**EXERCISE INSTRUCTIONS**
Nothing is to be altered; the data must be repeated exactly.

**DATA TO USE**
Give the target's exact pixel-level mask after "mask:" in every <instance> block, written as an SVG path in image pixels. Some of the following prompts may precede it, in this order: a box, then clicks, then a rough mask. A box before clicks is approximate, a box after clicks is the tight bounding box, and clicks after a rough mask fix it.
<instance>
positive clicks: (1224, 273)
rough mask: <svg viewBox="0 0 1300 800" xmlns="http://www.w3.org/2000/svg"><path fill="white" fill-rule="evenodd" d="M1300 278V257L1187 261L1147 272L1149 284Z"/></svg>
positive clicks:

**COMPLETED TASK**
Give the target's exact pixel-level mask after "mask:" in every <instance> block, written as an SVG path in image pixels. Some of the following prompts may precede it, in this order: a box, then clicks, then a rough mask. A box before clicks is approximate, a box after clicks is the tight bounding box, and clicks after a rough mask fix it.
<instance>
positive clicks: (1224, 273)
rough mask: <svg viewBox="0 0 1300 800" xmlns="http://www.w3.org/2000/svg"><path fill="white" fill-rule="evenodd" d="M1300 278V257L1187 261L1147 272L1149 284Z"/></svg>
positive clicks:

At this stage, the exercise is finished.